• [Brief 1] Print the part of the Abruzzo cycling article that opens with the words containing "Besides the places" and closes with "along our itinerary.".
• [Brief 2] According to the Abruzzo cycling article, in what year was the Gran Sasso and Monti della Laga National Park established?
• [Brief 3] Go on with the Abruzzo cycling article from where it stops.

• [Excerpt to read]
.....
Deciding what to see in Abruzzo during a travel by bicycle is not that easy: the variety of landscapes, the natural reserves, the small town too often underestimated, the secondary roads and the fairy-tale fortresses make this Italian region simply amazing (and absolutely one of my favorite!). A few months ago we had the opportunity to go through Abruzzo by bicycle during our tour of the Appennines and we were astonished of how little known are some beauties of our peninsula...
From the sea to the mountains, from national parks (as many as three in the territory of Abruzzo) to valleys modeled by the stream of brooks, from old railways to the retreats in Majella, Abruzzo vibrates with life and is worth being discovered.
Besides the places we’re about to suggest in this article, there are many other places worth a visit but since we haven’t been there personally we’ll limit ourselves to suggest what to see in Abruzzo along our itinerary.
Gran Sasso and Monti della Laga National Park
We entered the nature reserve going up from Ascoli Piceno and the Castellana Valley, meeting with seemingly abandoned villages, strenuous ups and downs, views on the Monti della Laga and the Pyramid of the Gransasso. We shared a hot meal with exquisite people who, under an unexpected snowfall, welcomed us in front of a hot fireplace. We woke up in front of the snowy massif of the Gransasso. Established in 1991, the Gran Sasso and Monti della Laga National Park
is the third by extension in Italy and touches three different regions and 5 provinces. If you decide to explore it by bicycle you can choose to follow secondary roads with very little traffic or even paths. Our travel by bicycle from the Castellana Valley took us to L'Aquila skimming the Lake Campotosto and then again uphill till the idyllic Campo Imperatore plateau dominated by the highest peak in the park. From Campo Imperatore we continued our crossing of the Gran Sasso passing from Santo Stefano di Sessanio, Rocca Calascio, Castel Del Monte and, eventually, going down in the valley of the river Pescara which separates the reserve from the Maiella National Park.
Reaching the Campo Imperatore Plateau by bicycle is a strong emotion especially in low season when you run the risk of cycling (almost) entirely alone. Campo Imperatore lies in front of the Gran Sasso massif and the road going up with difficulty from L'Aquila offers bucolic views. Rural life, pastoralism, transhumance are realities still alive in this patch of Italy. You’ll happen to meet a herd crossing the road, a fox crouched down in the grass, a farmer working the land like fifty years ago. What to see in Abruzzo? Surely this area!
Reaching the most famous fortress of the movies by bicycle has a sweet taste and you need to taste it all the way. The ruins of the fortress that hosted some shots of the famous Lady Hawke lie isolated at 1460 meters next to the small church of Santa Maria della Pietà, just above what once was the inhabited hamlet. The road starts to climb from Calascio, 300 meters below, to arrive to the village where, for some years, an “albergo diffuso” (or “virtual hotel”) has been brought up. Today this hamlet has 10 inhabitants and is very much attended by curious people who come up here for the unforgettable landscapes on the peak of the Gransasso and the park. If you’ll decide to visit Rocca Calascio and spend one night "at heights" don’t miss two shows for nothing in the world: sunset and sunrise, you won’t regret it.
.....
• [Data segment]
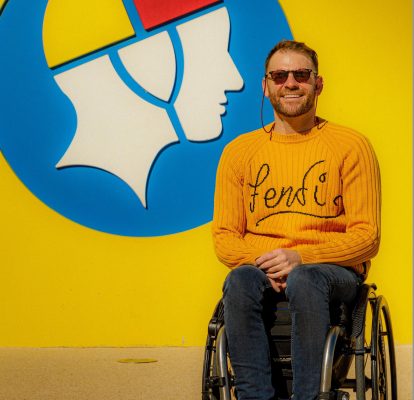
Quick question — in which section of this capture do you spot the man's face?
[265,50,322,117]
.....
• [Exercise output 1]
Besides the places we’re about to suggest in this article, there are many other places worth a visit but since we haven’t been there personally we’ll limit ourselves to suggest what to see in Abruzzo along our itinerary.

• [Exercise output 2] 1991

• [Exercise output 3]
Castel del Monte
With the same name of the Apulian castle wanted by Emperor Frederick II, Castel del Monte is a small village perched in the Gran Sasso and Monti della Laga National Park. Difficult to be traveled by bicycle due to the presence of stairs, is perched on a picturesque promontory. The village besides being the set of Lady Hawke together with Rocca Calascio, also appears in The Name of the Rose. During our stop for a hot chocolate we were approached by some retired people of the village curios to know where we were going so loaded. After a first approach in the local dialect that didn’t go well we managed to have a chat with them arousing much surprise.
Clung to a rocky promontory on the Mount Aquileio, Corvara suddenly appears going down from the Forca di Penne. Of ancient origins, today it has a little more than 200 inhabitants and preserves a Medieval architecture characteristic of these areas. By bicycle you flank the rocky extension and, after parking, you can go up the steps towards the center of the village.
Majella National Park
In our Majella trip by bicycle we had the possibility to taste (also broadly speaking!) slowly the richness of the Abruzzo’s reserve. Located just 40 km from the coast the Majella National Park it can be easily visited also staying in a hotel in Pescara overlooking the sea. The park is wrapped in a legendary aura, of mystery and adventurous stories and, even if you’re travelling by bike, we suggest that you organize a trekking excursion within to visit the Orfento Valley and at least one of the retreats of Celestine V.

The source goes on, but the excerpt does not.